Dataset entries:
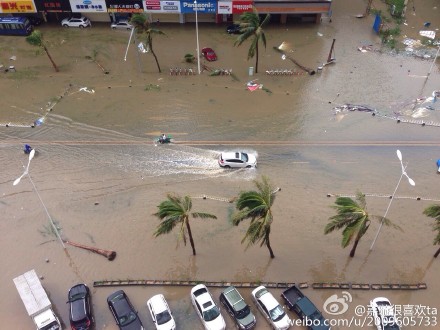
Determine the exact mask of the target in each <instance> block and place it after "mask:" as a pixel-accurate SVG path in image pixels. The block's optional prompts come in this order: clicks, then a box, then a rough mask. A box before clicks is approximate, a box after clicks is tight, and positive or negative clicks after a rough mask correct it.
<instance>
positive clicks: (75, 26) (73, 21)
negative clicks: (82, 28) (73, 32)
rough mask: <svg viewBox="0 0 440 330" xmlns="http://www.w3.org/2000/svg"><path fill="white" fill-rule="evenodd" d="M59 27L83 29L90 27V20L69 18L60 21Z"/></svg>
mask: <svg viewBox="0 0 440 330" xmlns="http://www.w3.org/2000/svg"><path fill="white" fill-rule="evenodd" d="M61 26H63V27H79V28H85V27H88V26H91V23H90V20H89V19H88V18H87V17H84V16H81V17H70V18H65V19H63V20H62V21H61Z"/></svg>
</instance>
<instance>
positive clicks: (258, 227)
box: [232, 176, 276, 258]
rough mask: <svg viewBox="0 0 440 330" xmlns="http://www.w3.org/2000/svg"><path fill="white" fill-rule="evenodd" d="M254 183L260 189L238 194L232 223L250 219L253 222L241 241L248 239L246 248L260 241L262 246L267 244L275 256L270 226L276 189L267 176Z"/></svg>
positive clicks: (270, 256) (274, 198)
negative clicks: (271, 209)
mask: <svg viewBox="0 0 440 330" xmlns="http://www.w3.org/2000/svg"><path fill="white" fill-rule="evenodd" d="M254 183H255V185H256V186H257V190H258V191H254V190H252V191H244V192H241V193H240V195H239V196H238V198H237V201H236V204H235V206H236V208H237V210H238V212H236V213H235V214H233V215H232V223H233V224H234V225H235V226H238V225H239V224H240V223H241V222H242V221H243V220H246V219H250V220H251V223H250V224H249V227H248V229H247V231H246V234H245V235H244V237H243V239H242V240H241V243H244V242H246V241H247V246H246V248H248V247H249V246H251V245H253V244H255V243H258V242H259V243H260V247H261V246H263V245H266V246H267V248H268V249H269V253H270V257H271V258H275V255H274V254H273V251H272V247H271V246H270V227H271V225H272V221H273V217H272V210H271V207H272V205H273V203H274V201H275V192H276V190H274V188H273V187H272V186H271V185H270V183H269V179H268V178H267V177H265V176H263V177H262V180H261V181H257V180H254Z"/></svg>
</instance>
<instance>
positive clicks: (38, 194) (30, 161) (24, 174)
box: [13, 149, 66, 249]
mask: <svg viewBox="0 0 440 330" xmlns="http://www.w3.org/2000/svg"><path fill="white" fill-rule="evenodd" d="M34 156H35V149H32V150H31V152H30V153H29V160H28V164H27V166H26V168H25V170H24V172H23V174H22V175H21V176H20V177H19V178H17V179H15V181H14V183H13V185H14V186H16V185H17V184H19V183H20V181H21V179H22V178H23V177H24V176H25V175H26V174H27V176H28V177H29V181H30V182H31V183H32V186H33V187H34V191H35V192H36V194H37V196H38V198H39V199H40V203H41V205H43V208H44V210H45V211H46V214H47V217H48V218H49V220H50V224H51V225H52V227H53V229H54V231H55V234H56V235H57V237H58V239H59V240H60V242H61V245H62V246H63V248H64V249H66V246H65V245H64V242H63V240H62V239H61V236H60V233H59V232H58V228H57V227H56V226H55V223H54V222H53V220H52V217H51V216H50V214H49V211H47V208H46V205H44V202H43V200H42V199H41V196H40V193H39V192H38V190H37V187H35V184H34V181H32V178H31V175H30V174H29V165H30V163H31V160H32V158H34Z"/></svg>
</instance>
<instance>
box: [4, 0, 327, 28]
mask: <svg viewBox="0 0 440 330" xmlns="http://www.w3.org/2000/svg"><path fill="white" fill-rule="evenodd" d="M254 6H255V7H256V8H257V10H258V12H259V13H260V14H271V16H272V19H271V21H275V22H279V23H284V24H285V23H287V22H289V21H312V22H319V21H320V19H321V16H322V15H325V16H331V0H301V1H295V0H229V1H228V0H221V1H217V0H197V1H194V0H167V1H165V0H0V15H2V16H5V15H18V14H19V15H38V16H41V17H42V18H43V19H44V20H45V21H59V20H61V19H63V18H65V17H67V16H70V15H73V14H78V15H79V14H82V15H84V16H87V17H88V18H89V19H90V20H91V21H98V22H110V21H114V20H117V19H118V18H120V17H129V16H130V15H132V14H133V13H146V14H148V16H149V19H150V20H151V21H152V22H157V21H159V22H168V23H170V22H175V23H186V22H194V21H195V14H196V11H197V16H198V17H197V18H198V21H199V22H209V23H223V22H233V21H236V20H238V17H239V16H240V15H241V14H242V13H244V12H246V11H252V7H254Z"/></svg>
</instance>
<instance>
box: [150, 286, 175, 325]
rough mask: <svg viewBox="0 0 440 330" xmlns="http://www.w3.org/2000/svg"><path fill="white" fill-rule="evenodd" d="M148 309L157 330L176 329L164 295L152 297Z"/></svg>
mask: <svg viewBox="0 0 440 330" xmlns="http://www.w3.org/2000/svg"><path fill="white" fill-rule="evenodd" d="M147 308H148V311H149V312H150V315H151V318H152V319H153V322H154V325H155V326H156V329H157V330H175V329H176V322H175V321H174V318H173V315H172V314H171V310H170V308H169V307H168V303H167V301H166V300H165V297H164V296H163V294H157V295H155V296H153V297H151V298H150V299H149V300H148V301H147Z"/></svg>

◆ Required action: What you return must be the lines above that run from the line with "positive clicks: (75, 26) (73, 21)" to the line with "box: [232, 176, 276, 258]", inclusive, each copied exactly.

◆ Result of this task:
positive clicks: (75, 26) (73, 21)
negative clicks: (82, 28) (73, 32)
rough mask: <svg viewBox="0 0 440 330" xmlns="http://www.w3.org/2000/svg"><path fill="white" fill-rule="evenodd" d="M59 27L83 29L90 27V20L69 18L60 21Z"/></svg>
mask: <svg viewBox="0 0 440 330" xmlns="http://www.w3.org/2000/svg"><path fill="white" fill-rule="evenodd" d="M61 26H63V27H79V28H85V27H88V26H91V23H90V20H89V19H88V18H87V17H84V16H81V17H70V18H65V19H63V20H62V21H61Z"/></svg>
</instance>
<instance>
positive clicks: (258, 227)
box: [232, 176, 276, 258]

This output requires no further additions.